** Exercise goal **
Retype verbatim the lines of the listing, from the very first through the line with "Where can the dark purple".

>>>>

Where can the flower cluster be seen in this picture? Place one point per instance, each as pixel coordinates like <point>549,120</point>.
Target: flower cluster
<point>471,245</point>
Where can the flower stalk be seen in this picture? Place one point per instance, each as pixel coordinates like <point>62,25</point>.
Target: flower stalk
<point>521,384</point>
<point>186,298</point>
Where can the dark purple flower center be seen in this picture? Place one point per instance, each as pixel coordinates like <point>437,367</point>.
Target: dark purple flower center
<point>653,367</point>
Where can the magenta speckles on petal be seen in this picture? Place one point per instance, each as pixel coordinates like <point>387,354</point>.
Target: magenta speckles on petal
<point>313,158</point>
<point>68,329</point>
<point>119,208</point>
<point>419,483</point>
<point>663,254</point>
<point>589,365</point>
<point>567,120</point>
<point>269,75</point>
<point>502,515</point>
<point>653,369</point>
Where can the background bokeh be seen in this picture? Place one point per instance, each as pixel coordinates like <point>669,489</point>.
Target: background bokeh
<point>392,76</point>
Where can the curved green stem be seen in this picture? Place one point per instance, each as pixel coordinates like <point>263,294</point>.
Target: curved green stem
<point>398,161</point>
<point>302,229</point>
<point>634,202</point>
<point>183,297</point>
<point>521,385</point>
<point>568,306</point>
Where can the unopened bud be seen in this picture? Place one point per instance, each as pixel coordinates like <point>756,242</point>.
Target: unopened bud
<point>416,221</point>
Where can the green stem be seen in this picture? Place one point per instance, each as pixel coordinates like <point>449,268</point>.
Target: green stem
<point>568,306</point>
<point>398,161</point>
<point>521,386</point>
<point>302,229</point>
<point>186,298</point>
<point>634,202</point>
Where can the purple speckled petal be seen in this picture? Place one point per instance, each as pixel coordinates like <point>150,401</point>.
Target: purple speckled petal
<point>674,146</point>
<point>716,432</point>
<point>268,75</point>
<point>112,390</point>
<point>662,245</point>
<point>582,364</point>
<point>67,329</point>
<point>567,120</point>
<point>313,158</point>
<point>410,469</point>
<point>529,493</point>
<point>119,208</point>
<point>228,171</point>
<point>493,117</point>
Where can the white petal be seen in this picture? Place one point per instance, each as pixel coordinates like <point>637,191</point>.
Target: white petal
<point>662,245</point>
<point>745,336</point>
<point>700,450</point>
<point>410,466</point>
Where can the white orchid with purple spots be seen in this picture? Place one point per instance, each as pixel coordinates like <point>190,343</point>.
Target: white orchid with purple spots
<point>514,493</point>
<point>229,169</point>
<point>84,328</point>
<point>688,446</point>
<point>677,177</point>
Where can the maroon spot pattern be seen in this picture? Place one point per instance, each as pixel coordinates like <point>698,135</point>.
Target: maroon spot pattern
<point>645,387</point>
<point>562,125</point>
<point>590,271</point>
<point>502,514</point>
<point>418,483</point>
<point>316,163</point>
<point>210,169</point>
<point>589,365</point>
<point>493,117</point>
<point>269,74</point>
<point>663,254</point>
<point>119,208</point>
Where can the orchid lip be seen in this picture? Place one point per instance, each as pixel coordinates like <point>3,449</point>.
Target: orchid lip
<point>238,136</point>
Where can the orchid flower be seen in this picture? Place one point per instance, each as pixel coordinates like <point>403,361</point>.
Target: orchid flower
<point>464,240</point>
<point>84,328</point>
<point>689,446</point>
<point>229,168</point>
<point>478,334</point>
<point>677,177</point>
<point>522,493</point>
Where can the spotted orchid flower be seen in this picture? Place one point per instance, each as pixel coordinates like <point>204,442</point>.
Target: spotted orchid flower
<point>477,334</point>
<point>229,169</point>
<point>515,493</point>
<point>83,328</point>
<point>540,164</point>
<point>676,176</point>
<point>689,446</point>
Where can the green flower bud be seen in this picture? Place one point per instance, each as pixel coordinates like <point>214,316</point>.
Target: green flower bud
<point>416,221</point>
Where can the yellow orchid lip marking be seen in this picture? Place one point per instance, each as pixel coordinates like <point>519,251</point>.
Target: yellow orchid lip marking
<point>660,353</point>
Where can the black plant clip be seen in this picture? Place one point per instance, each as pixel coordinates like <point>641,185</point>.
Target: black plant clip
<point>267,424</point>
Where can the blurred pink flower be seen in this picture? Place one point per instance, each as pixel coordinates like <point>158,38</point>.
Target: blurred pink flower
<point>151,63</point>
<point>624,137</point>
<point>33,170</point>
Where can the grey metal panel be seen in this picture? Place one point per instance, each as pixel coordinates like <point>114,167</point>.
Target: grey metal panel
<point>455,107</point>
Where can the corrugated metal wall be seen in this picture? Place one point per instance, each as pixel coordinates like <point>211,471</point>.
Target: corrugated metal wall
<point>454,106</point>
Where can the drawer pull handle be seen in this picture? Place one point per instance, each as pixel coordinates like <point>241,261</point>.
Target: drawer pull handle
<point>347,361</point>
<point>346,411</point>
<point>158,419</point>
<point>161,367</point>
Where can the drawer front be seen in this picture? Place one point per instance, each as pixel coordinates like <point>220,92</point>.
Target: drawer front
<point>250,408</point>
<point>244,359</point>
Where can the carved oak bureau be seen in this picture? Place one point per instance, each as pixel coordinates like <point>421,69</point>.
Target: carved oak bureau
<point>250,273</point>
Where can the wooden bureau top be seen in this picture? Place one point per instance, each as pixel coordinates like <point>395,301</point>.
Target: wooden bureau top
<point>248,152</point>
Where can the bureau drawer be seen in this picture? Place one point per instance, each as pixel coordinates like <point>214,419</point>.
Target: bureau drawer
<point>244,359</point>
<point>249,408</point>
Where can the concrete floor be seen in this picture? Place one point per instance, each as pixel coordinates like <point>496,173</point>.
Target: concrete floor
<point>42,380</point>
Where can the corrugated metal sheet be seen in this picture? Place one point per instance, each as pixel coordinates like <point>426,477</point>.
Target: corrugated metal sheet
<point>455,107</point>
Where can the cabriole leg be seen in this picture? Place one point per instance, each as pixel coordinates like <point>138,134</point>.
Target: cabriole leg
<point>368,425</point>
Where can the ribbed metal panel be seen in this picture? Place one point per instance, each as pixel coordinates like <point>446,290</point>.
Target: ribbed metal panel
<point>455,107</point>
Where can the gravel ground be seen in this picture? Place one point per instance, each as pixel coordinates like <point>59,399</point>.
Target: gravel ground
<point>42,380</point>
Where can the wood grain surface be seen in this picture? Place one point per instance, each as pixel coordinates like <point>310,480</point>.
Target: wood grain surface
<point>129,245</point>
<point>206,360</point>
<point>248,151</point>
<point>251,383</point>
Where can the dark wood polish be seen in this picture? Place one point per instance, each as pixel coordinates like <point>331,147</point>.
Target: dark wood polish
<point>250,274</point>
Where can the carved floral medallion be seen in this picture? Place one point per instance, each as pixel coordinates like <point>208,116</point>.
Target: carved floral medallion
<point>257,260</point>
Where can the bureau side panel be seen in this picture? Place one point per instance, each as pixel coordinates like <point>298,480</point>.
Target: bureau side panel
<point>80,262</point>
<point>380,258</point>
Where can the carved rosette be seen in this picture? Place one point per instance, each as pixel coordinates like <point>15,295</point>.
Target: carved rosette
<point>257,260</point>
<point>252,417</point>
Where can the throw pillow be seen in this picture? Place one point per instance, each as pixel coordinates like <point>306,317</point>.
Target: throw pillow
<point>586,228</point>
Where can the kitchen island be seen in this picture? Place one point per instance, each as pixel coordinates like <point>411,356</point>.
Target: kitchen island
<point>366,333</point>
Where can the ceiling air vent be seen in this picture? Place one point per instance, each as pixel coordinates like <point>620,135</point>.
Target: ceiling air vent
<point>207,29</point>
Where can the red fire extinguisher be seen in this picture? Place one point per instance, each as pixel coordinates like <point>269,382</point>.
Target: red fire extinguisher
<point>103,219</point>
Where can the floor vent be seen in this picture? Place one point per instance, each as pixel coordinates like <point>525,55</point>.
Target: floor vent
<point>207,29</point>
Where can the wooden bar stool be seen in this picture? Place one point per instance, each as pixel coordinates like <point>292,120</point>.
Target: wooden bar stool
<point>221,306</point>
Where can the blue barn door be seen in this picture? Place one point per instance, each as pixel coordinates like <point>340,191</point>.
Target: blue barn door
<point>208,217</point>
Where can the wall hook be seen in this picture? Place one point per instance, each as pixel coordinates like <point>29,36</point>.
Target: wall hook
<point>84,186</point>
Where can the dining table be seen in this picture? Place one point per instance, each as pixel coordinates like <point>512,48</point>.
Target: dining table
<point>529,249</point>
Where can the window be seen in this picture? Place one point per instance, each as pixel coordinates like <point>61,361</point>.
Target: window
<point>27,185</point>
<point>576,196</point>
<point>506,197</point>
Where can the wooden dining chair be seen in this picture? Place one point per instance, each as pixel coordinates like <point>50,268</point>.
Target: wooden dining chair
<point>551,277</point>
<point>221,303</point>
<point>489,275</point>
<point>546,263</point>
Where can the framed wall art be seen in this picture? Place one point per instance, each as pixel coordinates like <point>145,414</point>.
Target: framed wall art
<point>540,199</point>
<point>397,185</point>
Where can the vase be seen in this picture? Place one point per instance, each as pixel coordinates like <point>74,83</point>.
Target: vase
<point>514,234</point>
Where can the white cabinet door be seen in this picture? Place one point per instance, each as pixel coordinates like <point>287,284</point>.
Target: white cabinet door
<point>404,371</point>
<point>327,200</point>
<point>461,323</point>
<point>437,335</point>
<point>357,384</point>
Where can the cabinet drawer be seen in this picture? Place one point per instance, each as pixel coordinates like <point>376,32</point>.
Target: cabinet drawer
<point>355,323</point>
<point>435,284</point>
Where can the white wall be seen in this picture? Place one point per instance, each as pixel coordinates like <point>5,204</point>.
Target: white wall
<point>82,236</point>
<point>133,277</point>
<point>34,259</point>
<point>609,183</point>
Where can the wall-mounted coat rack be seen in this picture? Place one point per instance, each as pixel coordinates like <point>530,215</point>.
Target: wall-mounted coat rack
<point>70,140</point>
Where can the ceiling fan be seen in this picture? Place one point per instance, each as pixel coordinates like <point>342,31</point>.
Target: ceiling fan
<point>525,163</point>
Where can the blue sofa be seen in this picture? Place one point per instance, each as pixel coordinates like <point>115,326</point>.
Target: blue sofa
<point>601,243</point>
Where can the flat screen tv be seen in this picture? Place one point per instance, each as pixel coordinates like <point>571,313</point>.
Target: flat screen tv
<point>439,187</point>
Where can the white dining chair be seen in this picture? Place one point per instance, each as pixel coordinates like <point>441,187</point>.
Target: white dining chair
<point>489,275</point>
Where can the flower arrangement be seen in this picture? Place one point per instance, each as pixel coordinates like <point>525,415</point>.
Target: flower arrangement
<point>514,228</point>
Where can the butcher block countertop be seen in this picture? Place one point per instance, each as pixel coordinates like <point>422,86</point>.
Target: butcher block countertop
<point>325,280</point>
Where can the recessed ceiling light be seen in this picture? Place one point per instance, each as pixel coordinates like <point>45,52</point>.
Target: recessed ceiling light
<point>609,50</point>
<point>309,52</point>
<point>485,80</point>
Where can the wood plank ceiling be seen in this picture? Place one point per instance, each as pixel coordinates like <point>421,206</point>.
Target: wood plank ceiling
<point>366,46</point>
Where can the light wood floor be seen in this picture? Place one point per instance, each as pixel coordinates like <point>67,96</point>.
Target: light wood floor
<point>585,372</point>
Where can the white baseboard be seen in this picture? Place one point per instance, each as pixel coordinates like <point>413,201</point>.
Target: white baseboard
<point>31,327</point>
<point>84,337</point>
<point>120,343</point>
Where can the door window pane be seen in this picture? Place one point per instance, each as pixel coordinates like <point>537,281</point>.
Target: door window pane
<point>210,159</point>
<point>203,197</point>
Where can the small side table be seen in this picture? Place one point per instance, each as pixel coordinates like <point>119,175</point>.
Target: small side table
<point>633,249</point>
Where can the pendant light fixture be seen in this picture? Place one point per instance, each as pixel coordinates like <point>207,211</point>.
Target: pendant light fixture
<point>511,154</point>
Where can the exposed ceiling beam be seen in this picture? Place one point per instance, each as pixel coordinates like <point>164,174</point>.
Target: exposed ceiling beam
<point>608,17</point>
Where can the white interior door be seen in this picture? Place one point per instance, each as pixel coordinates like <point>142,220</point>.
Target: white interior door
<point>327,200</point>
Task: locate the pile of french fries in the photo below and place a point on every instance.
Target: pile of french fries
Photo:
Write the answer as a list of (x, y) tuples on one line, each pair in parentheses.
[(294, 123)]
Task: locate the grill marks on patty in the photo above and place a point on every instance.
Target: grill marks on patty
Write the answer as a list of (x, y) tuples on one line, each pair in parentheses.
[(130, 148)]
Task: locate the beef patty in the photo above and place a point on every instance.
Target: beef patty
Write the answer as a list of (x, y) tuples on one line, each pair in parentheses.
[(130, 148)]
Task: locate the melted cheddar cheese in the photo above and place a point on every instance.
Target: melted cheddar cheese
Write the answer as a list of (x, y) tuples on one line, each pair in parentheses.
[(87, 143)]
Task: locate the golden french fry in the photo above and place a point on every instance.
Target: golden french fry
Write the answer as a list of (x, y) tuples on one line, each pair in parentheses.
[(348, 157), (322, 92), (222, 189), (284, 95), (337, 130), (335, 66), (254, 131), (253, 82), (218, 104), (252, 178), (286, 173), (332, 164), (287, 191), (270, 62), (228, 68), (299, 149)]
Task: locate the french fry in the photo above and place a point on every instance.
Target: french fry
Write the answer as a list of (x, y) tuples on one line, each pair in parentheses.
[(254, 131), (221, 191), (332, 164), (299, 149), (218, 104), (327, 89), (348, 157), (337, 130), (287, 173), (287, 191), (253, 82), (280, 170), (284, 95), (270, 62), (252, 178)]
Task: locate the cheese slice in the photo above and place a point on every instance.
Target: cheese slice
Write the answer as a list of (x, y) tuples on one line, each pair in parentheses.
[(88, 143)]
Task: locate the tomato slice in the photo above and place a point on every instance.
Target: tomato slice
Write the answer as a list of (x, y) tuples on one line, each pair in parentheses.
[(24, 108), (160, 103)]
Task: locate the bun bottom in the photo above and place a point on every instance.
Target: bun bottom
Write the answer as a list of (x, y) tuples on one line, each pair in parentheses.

<<<<

** Written answer **
Where can the flower cluster be seen in this picture? Place one point per instance, each as pixel coordinates like <point>549,120</point>.
Target: flower cluster
<point>471,245</point>
Where can the flower stalk be seen in this picture? Place one point per instance, each as pixel coordinates like <point>62,25</point>.
Target: flower stalk
<point>521,384</point>
<point>186,298</point>
Where can the dark purple flower center be seen in this picture? Place one point per instance, each as pixel coordinates like <point>437,367</point>.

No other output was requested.